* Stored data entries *
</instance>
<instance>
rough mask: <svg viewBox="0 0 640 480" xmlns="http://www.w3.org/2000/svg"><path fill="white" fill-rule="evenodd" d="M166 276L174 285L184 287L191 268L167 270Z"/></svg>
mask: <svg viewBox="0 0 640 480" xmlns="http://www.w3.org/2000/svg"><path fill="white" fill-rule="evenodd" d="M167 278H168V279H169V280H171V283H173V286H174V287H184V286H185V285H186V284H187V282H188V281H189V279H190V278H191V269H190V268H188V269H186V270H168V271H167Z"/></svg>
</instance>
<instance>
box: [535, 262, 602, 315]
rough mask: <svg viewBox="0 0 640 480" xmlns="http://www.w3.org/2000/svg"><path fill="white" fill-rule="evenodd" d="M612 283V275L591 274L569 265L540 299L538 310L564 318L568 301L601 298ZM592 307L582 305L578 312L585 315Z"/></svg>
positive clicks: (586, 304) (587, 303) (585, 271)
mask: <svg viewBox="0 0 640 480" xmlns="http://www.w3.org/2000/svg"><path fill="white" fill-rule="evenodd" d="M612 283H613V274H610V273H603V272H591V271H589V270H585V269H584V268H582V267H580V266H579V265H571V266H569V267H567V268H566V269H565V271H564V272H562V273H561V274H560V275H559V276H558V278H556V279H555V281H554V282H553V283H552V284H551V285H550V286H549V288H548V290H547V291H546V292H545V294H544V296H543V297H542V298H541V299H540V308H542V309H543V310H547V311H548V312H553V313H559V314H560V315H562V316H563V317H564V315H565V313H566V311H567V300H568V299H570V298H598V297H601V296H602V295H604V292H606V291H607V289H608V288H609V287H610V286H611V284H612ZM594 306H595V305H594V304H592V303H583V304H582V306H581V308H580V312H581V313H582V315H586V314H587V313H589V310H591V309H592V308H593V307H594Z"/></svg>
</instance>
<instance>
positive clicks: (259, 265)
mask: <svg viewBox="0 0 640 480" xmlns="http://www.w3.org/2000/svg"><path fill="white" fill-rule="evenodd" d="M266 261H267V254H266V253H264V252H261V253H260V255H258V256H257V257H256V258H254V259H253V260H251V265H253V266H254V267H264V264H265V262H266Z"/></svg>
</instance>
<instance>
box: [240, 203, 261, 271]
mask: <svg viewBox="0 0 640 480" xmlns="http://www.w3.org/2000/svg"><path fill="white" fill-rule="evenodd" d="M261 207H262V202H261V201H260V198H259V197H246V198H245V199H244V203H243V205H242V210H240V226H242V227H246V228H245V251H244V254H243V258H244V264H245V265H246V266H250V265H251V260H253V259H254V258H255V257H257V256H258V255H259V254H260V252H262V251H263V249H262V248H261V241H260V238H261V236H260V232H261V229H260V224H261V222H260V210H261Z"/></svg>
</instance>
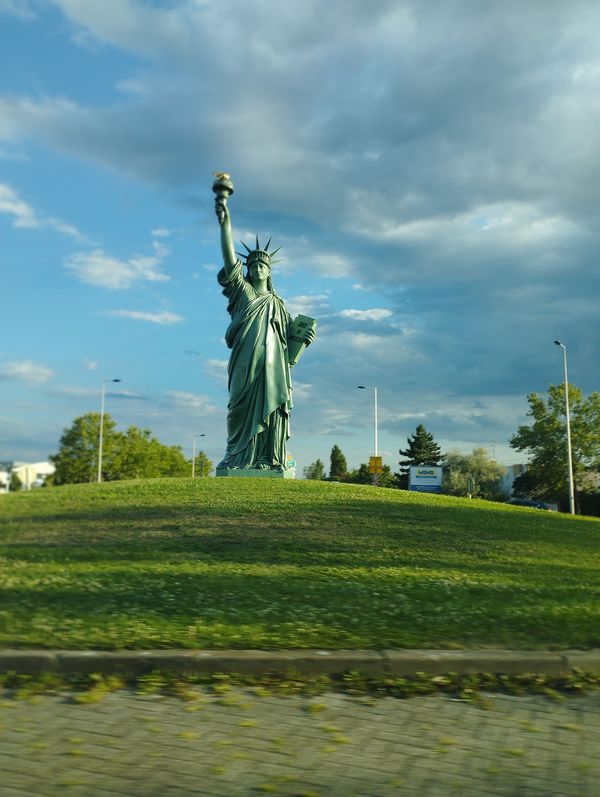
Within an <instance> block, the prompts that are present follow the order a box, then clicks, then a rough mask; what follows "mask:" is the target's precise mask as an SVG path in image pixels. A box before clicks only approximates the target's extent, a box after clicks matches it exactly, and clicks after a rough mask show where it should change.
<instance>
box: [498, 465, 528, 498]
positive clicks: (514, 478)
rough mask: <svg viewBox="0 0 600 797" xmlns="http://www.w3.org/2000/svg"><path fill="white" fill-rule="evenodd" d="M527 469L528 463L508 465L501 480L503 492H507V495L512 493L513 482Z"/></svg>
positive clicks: (524, 472) (509, 494) (500, 481)
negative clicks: (524, 464)
mask: <svg viewBox="0 0 600 797" xmlns="http://www.w3.org/2000/svg"><path fill="white" fill-rule="evenodd" d="M526 470H527V465H508V467H507V468H506V473H505V474H504V476H503V477H502V479H501V481H500V486H501V487H502V492H503V493H506V494H507V495H512V488H513V482H514V480H515V479H516V478H517V476H520V475H521V474H522V473H525V471H526Z"/></svg>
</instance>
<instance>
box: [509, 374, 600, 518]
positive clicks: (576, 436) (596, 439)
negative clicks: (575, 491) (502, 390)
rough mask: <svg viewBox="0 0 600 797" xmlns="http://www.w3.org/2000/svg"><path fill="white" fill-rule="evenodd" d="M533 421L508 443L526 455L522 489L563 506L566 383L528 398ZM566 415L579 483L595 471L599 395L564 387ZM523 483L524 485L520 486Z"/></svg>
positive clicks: (575, 479) (572, 449)
mask: <svg viewBox="0 0 600 797" xmlns="http://www.w3.org/2000/svg"><path fill="white" fill-rule="evenodd" d="M527 401H528V403H529V412H528V413H527V415H528V416H529V417H530V418H531V419H532V423H531V424H530V425H529V426H527V425H523V426H519V428H518V429H517V431H516V432H515V434H514V435H513V436H512V437H511V438H510V445H511V447H512V448H514V449H516V450H517V451H523V452H525V453H526V454H527V456H528V466H527V479H526V480H525V479H524V480H519V485H518V487H519V488H521V487H526V488H528V490H529V493H530V495H532V496H535V497H539V498H547V499H554V500H556V499H557V498H558V499H560V500H561V503H563V504H565V505H566V504H568V470H567V430H566V418H565V386H564V383H562V384H560V385H550V387H549V388H548V395H547V396H546V397H544V396H542V395H540V394H539V393H530V394H529V395H528V396H527ZM569 408H570V413H571V450H572V463H573V479H574V481H575V483H576V484H578V485H579V487H582V486H584V485H585V482H586V481H588V480H590V477H592V476H593V475H594V474H598V473H600V393H598V392H595V393H590V395H589V396H588V397H587V398H584V397H583V394H582V392H581V390H580V389H579V388H578V387H576V386H575V385H569ZM521 481H523V484H521Z"/></svg>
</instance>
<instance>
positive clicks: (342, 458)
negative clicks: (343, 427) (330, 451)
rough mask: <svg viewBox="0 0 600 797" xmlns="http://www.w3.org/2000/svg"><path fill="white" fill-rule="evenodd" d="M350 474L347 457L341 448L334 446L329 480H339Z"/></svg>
mask: <svg viewBox="0 0 600 797" xmlns="http://www.w3.org/2000/svg"><path fill="white" fill-rule="evenodd" d="M347 472H348V464H347V462H346V457H345V456H344V455H343V454H342V451H341V449H340V448H339V446H337V445H334V447H333V448H332V449H331V458H330V465H329V478H330V479H339V478H341V477H342V476H343V475H344V474H345V473H347Z"/></svg>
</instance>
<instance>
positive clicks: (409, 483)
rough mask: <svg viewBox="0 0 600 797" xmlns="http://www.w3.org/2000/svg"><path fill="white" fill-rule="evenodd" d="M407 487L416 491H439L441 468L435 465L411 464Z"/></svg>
mask: <svg viewBox="0 0 600 797" xmlns="http://www.w3.org/2000/svg"><path fill="white" fill-rule="evenodd" d="M408 470H409V473H408V489H409V490H414V491H415V492H418V493H441V492H442V473H443V468H440V467H439V466H437V465H411V466H410V468H409V469H408Z"/></svg>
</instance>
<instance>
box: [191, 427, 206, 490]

* What to do *
Begin at the first line of the records above and quote every line verbatim through the one that contains "283V275L591 274L569 265L540".

* Answer to this task *
</instance>
<instance>
rough mask: <svg viewBox="0 0 640 480" xmlns="http://www.w3.org/2000/svg"><path fill="white" fill-rule="evenodd" d="M166 276L174 285L184 287L191 268L167 270Z"/></svg>
mask: <svg viewBox="0 0 640 480" xmlns="http://www.w3.org/2000/svg"><path fill="white" fill-rule="evenodd" d="M167 278H168V279H169V280H171V283H173V286H174V287H184V286H185V285H186V284H187V282H188V281H189V279H190V278H191V269H190V268H188V269H186V270H168V271H167Z"/></svg>
</instance>
<instance>
box: [535, 262, 602, 315]
rough mask: <svg viewBox="0 0 640 480" xmlns="http://www.w3.org/2000/svg"><path fill="white" fill-rule="evenodd" d="M612 283V275L591 274L569 265L540 299L538 310L564 318L568 301L601 298ZM592 307L582 305L578 312L585 315Z"/></svg>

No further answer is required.